**LEESTEKST**
━━━━━━━━
In de attributiedynamiek ‘attribueren’ professionals het probleemgedrag aan de cliënt: we doen aanvullend diagnostisch onderzoek, we betrekken nog maar eens de AVG, de psychiater. We gaan lineaire verbanden leggen. Met als risico dat de cliënt in de beeldvorming een karikatuur van zichzelf wordt; met weinig informatie over wat de context daar voor invloed op heeft. Waar iemand nog altijd in de meeste opzichten net als ieder ander is, lijkt hij toch steeds verder van ons af te staan. En dus lijkt het vanzelfsprekend dat hij een steeds meer bijzondere context nodig heeft. Het wetenschapsframe is niet meer helpend, maar stigmatiserend, en het normaliteitsframe is een utopie. De cliënt is verworden tot het probleem. Dat is vastlopen in de attributiedynamiek.
De praktijk is weerbarstig
Als CCE-consulent ben ik in de bevoorrechte positie om als buitenstaander deze dynamieken te mogen beschouwen. Want uit mijn eigen ervaring als orthopedagoog weet ik hoe snel je als gedragsdeskundige in deze dynamiek gezogen kunt worden. Wat maakt dat de attributiedynamiek zo hard aan het werk gaat, dat het wetenschapsframe een vorm krijgt die niet zo bedoeld is en waardoor het normaliteitsframe niet meer aan de orde lijkt te zijn?
Is de context suboptimaal, bijvoorbeeld door personeelswisselingen of personeelstekort? Lijkt de invloed op de context onmogelijk, terwijl het probleemgedrag steeds maar verergert en alle betrokkenen steeds meer spanning ervaren? Dan is de attributiedynamiek eigenlijk een schijnbaar onomkeerbaar gevolg voor jou als gedragsdeskundige. Als stressreflex begrijpelijk, maar verre van helpend.
Stap uit de attributiedynamiek
Sta, juist bij stress, stil bij wat er bij jou als professional gebeurt wanneer de spanning rondom een vastlopende situatie oploopt. Schiet je in de reflex van de attributiedynamiek, door te verengen en te stigmatiseren? Juist dán is het constructief om iemand opnieuw in beeld te brengen. Niet alleen zijn defecten, maar juist zijn kwaliteiten en talenten, zijn persoon als geheel. Schrijf het probleem niet alleen toe aan de persoon, maar zoom uit en beschouw het als onderdeel van de context. Wanneer je stilstaat in tijden van stress en ontdekt dat de attributiedynamiek ook jou in zijn greep heeft, en van het wetenschapsframe een karikatuur maakt ten koste van het normaliteitsframe, kun je daaruit stappen.
━━━━━━━━
**AANGELEVERDE GEGEVENS**

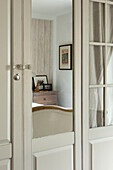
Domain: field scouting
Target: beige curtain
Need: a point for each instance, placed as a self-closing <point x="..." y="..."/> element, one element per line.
<point x="96" y="64"/>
━━━━━━━━
**OPDRACHT**
Leg in één tot drie zinnen uit waarom de leestekst de positie van CCE-consulent "bevoorrecht" noemt.

**ANTWOORD**
Als CCE-consulent kun je de dynamieken als buitenstaander beschouwen. Uit ervaring als orthopedagoog is bekend hoe snel je als gedragsdeskundige zelf in de attributiedynamiek gezogen kunt worden.